What the exercise asks - Edit these lines so that every instance of "Example query" becomes "Sample query" and nothing else changes. Omit the pictures from your answer.
[start]
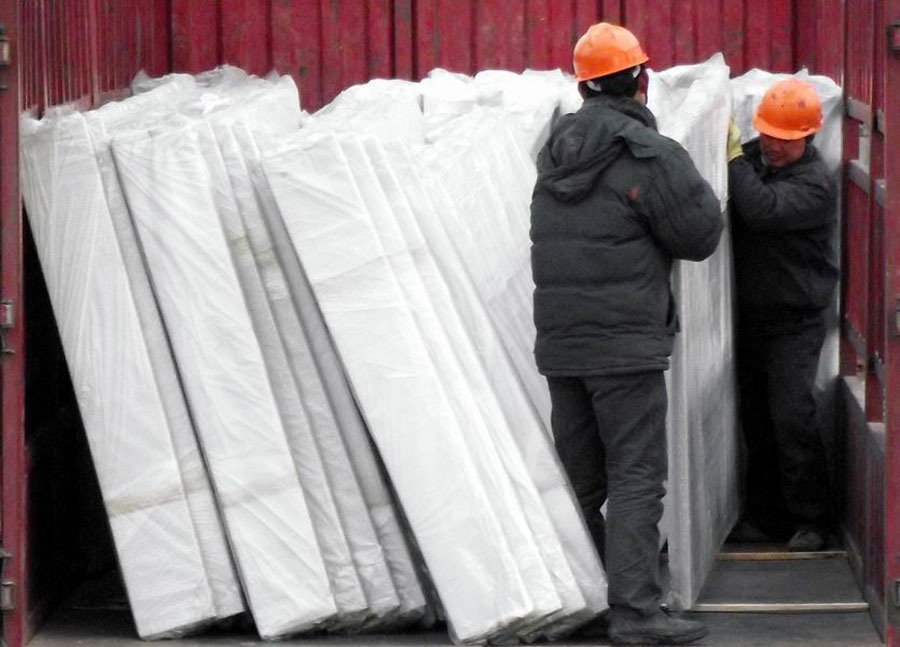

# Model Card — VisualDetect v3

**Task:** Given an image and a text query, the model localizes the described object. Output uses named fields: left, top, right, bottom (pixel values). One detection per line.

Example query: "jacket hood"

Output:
left=537, top=94, right=657, bottom=202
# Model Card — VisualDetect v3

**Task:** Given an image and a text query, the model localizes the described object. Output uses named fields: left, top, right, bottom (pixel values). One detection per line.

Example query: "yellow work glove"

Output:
left=725, top=119, right=744, bottom=162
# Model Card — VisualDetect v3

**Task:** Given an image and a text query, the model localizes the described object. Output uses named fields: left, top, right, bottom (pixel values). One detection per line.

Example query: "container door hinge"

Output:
left=0, top=580, right=16, bottom=611
left=0, top=299, right=16, bottom=356
left=887, top=20, right=900, bottom=56
left=0, top=547, right=16, bottom=612
left=888, top=299, right=900, bottom=337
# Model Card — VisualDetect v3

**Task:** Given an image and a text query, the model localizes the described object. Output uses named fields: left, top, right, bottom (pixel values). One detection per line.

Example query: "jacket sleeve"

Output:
left=647, top=146, right=724, bottom=261
left=728, top=157, right=834, bottom=231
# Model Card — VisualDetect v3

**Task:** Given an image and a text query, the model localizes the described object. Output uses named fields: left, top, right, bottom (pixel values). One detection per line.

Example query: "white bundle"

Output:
left=85, top=74, right=244, bottom=617
left=263, top=135, right=534, bottom=641
left=22, top=113, right=220, bottom=638
left=113, top=123, right=337, bottom=638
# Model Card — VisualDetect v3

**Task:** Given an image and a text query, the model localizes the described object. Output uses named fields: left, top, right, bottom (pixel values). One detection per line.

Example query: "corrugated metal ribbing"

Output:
left=844, top=0, right=875, bottom=104
left=19, top=0, right=171, bottom=112
left=20, top=0, right=832, bottom=114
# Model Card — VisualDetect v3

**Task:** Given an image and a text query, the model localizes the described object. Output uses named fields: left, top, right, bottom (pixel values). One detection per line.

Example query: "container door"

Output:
left=0, top=0, right=26, bottom=647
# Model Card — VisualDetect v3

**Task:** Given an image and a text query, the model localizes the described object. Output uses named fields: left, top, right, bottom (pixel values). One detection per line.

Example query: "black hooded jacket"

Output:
left=531, top=95, right=723, bottom=375
left=728, top=139, right=838, bottom=321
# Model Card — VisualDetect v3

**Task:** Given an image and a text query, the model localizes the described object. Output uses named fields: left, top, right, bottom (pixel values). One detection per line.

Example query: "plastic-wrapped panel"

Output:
left=22, top=113, right=217, bottom=638
left=263, top=136, right=533, bottom=642
left=113, top=121, right=336, bottom=638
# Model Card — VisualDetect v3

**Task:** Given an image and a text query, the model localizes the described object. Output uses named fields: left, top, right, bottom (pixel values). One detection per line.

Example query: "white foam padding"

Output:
left=21, top=113, right=218, bottom=638
left=263, top=135, right=534, bottom=642
left=112, top=124, right=337, bottom=638
left=647, top=54, right=740, bottom=609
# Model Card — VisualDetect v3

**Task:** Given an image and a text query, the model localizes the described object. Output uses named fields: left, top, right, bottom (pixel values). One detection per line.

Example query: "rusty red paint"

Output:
left=722, top=0, right=744, bottom=76
left=570, top=0, right=603, bottom=42
left=876, top=0, right=900, bottom=647
left=394, top=0, right=415, bottom=79
left=366, top=0, right=394, bottom=79
left=769, top=0, right=794, bottom=72
left=0, top=0, right=27, bottom=647
left=547, top=2, right=575, bottom=71
left=219, top=0, right=272, bottom=74
left=22, top=0, right=836, bottom=114
left=525, top=0, right=550, bottom=70
left=600, top=0, right=625, bottom=25
left=672, top=0, right=702, bottom=63
left=694, top=0, right=724, bottom=60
[end]
Correct answer -
# Model Card — VisualDetect v3

**Task:** Given an image and a text query, the model localizes the described object. Output uses named fields: left, top, right, bottom (pixel values). One detection per line.

Sample query: "jacket hood"

Output:
left=537, top=94, right=657, bottom=202
# Model Card — VisualDetect v3

**Task:** Given an image and a text query, the model localizes the described object. Output uses named fields: left, top, right, bottom (pixel values). One detection per line.

Sample query: "yellow work glove"

Output:
left=725, top=119, right=744, bottom=162
# Model Card — VisualDetect v3

**Task:** Given an image and a text query, the model localizes the described object. Output uses named fields: left, top, right, bottom (pixel values). One detection per line.

Sample query: "container door hinge"

Output:
left=0, top=580, right=16, bottom=611
left=0, top=299, right=16, bottom=356
left=887, top=20, right=900, bottom=56
left=0, top=547, right=16, bottom=612
left=888, top=299, right=900, bottom=337
# Model Card — VisualDetect v3

**Task:** Given an image and a text query, the model localizes the described object. Output uses named fields: left, top, right, bottom (pixel values). One detection per line.

Sample query: "jacket sleeve"

Output:
left=647, top=146, right=724, bottom=261
left=728, top=157, right=834, bottom=231
# Model Card — VisualDetect v3

**Task:** Given an image and a text query, the model localizes the described object. Output uses named fields: left, top, right, bottom (pixel values). One detection per line.

Sample query: "white bundle"

Output:
left=85, top=74, right=244, bottom=617
left=263, top=135, right=534, bottom=641
left=22, top=113, right=220, bottom=638
left=113, top=123, right=337, bottom=638
# Model Card — VisualDetect v3

**Task:** Given an image and a text query, the model localizes the described object. Output uses named fields: left, top, right, bottom (pixel values). One detection per line.

Sample query: "corrugated metal ribbing"

Output:
left=844, top=0, right=875, bottom=104
left=19, top=0, right=171, bottom=112
left=20, top=0, right=832, bottom=114
# Model Card — VisualDetect v3

**Task:** Given an image and a text query, the model localizes the described object. Output uses named fields: left, top, right, bottom (pixel values). One detection per line.

Sample query: "container door"

Output:
left=0, top=0, right=26, bottom=647
# Model Card — VisualDetect v3

**Task:** Given an image and a text query, the model localizes the described object. Output uses named fields: left, top, right, bottom (pixel values). One detection per line.

Sample query: "black hooded jacket"

Output:
left=531, top=95, right=723, bottom=375
left=728, top=139, right=838, bottom=321
# Model Card — VisualDetect v3

**Task:** Given an image and a text query, the model localizes the described object. Output uses named fields: left, top, right, bottom (pixel values). One detection per line.

Sample query: "plastic-wrapped panel"

Output:
left=22, top=113, right=217, bottom=638
left=263, top=136, right=533, bottom=642
left=113, top=121, right=336, bottom=638
# Model Card — VisualDetect v3

**Task:** Given an image and a text query, the model localizes the described object. Output uses named fields: left, top, right, bottom (pixel values). One detection per line.

Sample query: "white foam padding"

Output:
left=21, top=113, right=218, bottom=638
left=263, top=135, right=534, bottom=642
left=112, top=124, right=337, bottom=638
left=647, top=54, right=740, bottom=609
# Model Card — VisualDetect v3

**Task:** Given an image and a text query, the model localizes the described object. Output uses named fields: left, top, right, bottom (pixel values). One detection per line.

Sample query: "rusty red paint"

Output:
left=722, top=0, right=744, bottom=76
left=570, top=0, right=603, bottom=42
left=876, top=0, right=900, bottom=647
left=394, top=0, right=415, bottom=79
left=366, top=0, right=394, bottom=79
left=769, top=0, right=794, bottom=72
left=0, top=0, right=27, bottom=647
left=547, top=2, right=575, bottom=71
left=219, top=0, right=272, bottom=74
left=22, top=0, right=836, bottom=114
left=525, top=0, right=550, bottom=70
left=600, top=0, right=625, bottom=25
left=672, top=0, right=702, bottom=63
left=694, top=0, right=724, bottom=60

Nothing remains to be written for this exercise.